• [The problem]:
Only the pictures are to be left out; set down the rest of the records exactly.

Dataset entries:

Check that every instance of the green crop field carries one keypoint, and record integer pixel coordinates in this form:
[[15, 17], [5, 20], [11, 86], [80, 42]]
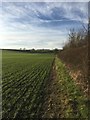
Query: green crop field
[[24, 78], [39, 86]]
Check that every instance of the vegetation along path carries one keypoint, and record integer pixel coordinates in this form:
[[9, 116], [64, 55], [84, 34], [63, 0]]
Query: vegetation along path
[[39, 86], [63, 97]]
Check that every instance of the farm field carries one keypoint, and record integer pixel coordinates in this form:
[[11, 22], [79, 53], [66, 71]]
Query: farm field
[[39, 86], [24, 78]]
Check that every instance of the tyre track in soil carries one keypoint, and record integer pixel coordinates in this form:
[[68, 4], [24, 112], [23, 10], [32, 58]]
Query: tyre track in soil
[[52, 103]]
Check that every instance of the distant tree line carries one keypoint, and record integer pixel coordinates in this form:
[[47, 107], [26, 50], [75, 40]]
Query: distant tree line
[[77, 38], [35, 51]]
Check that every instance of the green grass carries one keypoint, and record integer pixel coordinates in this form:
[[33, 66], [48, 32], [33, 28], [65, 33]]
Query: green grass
[[72, 98], [24, 78]]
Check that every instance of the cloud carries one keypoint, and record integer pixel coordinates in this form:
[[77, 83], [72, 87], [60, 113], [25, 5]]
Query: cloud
[[42, 24]]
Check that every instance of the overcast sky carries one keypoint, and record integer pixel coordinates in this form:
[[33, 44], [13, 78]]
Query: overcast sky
[[39, 25]]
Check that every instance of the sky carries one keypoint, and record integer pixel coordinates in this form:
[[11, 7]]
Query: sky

• [Task output]:
Check that every instance of the green crop field carries one keypoint, and record integer pixel coordinates in this form:
[[15, 17], [5, 20], [11, 86], [80, 42]]
Query: green crop field
[[24, 78], [39, 86]]
Check that every instance of the vegetation along path carries one keypoint, and record integer pixel coordinates in this form:
[[9, 116], [64, 55], [84, 34], [63, 0]]
Query: vegetation along path
[[39, 86], [63, 97]]
Check that every instance of the farm field carries one keypoint, and record integer pixel coordinates in this form:
[[11, 22], [79, 53], [66, 71]]
Query: farm field
[[39, 86], [24, 78]]
Check that every instance of the tyre track in soil carries one keypoint, and record integer pixel coordinates in this form:
[[68, 4], [24, 112], [23, 10], [32, 58]]
Query: tyre track in soil
[[52, 103]]
Check that every instance of the distant tree line carries one keypoint, and record integer pixel coordinates in this form:
[[47, 107], [26, 50], [75, 40]]
Query: distant tree line
[[77, 38], [35, 51]]
Check that every instance of the green grass carries one keypoint, and record integer pixel coordinates in this form:
[[33, 66], [48, 32], [33, 28], [65, 33]]
Query: green grass
[[72, 98], [24, 78]]
Check that every instance of the cloud carries one keypoint, and record integer pixel coordinates in this form:
[[77, 83], [72, 87], [60, 113], [25, 5]]
Query: cloud
[[42, 24]]
Check that every instance of the overcast sky carries one keypoint, and record integer pixel coordinates in this form:
[[33, 44], [13, 78]]
Query: overcast sky
[[39, 25]]
Check that every instance of the sky carries one keypoint, and record integer pixel coordinates in this form:
[[11, 7]]
Query: sky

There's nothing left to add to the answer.